## EXTRACTED DATA
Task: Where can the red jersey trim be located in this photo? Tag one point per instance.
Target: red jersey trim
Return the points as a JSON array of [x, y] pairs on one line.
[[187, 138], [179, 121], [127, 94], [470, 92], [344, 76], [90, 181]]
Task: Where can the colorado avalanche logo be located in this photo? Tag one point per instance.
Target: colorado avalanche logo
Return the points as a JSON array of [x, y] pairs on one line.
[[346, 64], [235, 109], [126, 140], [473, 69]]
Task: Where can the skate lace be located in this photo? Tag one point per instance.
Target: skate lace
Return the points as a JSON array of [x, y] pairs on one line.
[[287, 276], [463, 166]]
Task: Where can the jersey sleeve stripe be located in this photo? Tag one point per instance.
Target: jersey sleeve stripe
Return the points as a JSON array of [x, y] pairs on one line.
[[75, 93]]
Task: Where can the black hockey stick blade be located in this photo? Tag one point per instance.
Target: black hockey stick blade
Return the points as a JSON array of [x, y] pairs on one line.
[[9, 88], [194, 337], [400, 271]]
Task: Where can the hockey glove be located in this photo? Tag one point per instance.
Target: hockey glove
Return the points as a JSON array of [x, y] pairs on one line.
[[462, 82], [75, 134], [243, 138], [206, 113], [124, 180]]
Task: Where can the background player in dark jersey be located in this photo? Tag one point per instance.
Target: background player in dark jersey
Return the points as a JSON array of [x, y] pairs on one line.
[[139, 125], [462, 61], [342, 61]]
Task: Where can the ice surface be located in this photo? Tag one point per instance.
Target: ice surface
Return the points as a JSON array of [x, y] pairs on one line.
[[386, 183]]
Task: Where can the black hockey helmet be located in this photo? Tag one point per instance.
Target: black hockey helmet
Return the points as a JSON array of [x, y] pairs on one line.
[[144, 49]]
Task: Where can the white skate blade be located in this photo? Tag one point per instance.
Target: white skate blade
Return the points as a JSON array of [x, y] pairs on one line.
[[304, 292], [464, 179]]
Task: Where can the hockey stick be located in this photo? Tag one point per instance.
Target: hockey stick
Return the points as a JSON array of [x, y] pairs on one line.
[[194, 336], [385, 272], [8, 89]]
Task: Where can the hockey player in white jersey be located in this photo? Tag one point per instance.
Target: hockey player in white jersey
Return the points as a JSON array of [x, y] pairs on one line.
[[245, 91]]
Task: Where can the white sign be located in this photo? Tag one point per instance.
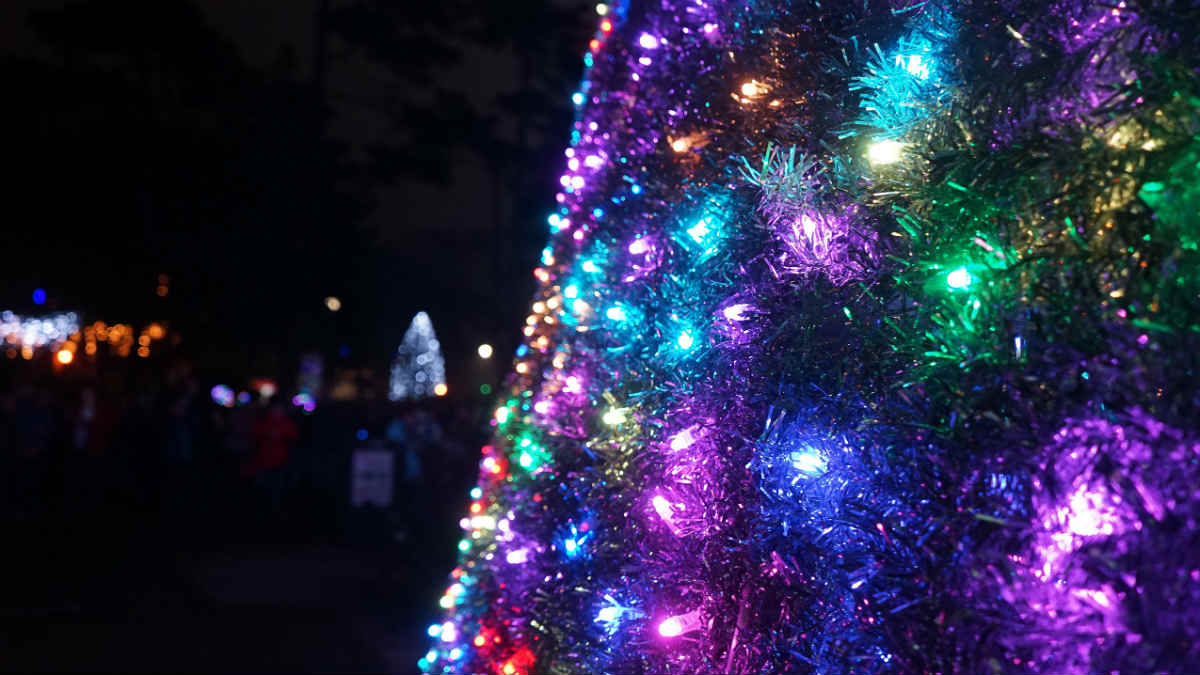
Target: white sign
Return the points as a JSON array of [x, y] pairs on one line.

## WHAT NEEDS TO BE DONE
Arrange every line of the entries above as a numbered list, skipping any blank lines and omitting the picture.

## EXERCISE SOLUTION
1. Task: Where can the red jersey trim be located in this photo? Tag one point per instance.
2. Target: red jersey trim
3. Return the points as a JSON array of [x, y] pairs on one line.
4. [[187, 138], [179, 121], [127, 94], [470, 92], [344, 76], [90, 181]]
5. Task: Where can the colorado avalanche logo be located in this photo? Tag one point per instance.
6. Target: colorado avalanche logo
7. Return the points as a JSON array of [x, y] pairs on one line.
8. [[346, 64], [235, 109], [126, 140], [473, 69]]
9. Task: Where can the skate lace be located in this photo? Tag one point per instance.
10. Target: skate lace
11. Return the points as a JSON array of [x, y] pairs on one line.
12. [[287, 276], [463, 166]]
13. Task: Where can the jersey sleeve stripe be located in this photo? Tag one point per instance.
14. Target: jersey sleeve stripe
15. Return the points as a JSON array of [x, y] pairs on one line.
16. [[75, 93]]
17. Task: Where can the black hockey stick blade be located in this photo? Tag one point per instance.
18. Target: black hockey stick blade
19. Return the points as a JSON array of [x, y] pairs on one line.
20. [[9, 88], [194, 337], [400, 271]]
21. Task: Where can the hockey glove be located in this photo? Tag one point per instance.
22. Target: hockey glove
23. Return the points as a JSON array of [x, y] pairs on one line.
24. [[462, 82], [75, 134], [243, 138], [206, 113], [124, 180]]
25. Task: Where can the background player in dark jersey be located in this photo? Tag one point per instance.
26. Target: background player in dark jersey
27. Return the points as a JSON array of [x, y] pairs on one line.
28. [[139, 125], [462, 61], [342, 61]]
29. Task: Where can the ice surface be located in this photo? Tag one point per instance.
30. Target: ice surface
31. Return the points as a JSON array of [x, y] pairs on one line.
32. [[386, 183]]
33. Task: Where can the black hockey helmet be located in this photo? Tag one point per instance.
34. Target: black hockey helmet
35. Return the points as a JSON array of [x, y] pairs on one line.
36. [[144, 49]]
37. Task: Where can the white skate blade be located in this photo? Tag one point per instance.
38. Target: white skate blade
39. Return the points as a JSON array of [x, y] pairs on one line.
40. [[304, 292], [464, 179]]
41. Task: Where can the hockey stick be located in this photo? Tag one point per instance.
42. Target: hockey stick
43. Return the points as a JSON array of [x, y] pairs on one line.
44. [[194, 336], [385, 272], [8, 89]]
45. Task: Where can the hockey player in white jersey be located in this photo? Tag one point per instance.
46. Target: hockey player in white jersey
47. Return the points as a JSON array of [x, y] pairs on one line.
48. [[245, 91]]
49. Task: Where can the white sign be located in this photo? Tag one point per instance.
50. Target: white sign
51. Return the points as a JSON array of [x, y] pairs on one line.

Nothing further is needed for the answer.